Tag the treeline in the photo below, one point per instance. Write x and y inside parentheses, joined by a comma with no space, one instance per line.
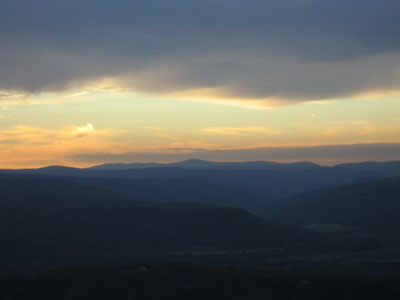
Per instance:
(189,281)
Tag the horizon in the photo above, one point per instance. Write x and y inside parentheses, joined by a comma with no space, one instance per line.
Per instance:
(225,80)
(203,160)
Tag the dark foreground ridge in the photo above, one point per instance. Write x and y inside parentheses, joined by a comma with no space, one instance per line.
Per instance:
(175,281)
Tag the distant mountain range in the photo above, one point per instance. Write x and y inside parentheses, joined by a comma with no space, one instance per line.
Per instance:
(204,164)
(248,185)
(372,205)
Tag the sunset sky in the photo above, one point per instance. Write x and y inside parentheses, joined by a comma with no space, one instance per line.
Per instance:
(90,82)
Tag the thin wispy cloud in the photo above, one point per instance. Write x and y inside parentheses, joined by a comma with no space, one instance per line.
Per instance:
(276,52)
(242,130)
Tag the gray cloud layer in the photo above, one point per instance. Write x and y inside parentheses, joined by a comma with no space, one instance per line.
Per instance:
(294,49)
(330,154)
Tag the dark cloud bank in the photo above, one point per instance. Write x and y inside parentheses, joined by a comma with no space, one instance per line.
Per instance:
(298,50)
(330,154)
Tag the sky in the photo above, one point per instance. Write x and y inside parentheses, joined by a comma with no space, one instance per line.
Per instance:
(90,82)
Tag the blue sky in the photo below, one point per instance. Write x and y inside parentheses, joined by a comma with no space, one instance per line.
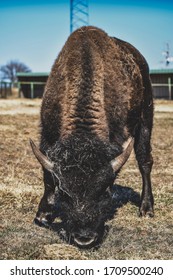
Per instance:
(34,31)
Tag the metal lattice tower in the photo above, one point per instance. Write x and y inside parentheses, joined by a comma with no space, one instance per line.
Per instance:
(78,14)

++++

* About this task
Once you have counted the lines of the data that contain the word "below", please reply with that number alone.

* Answer for the task
2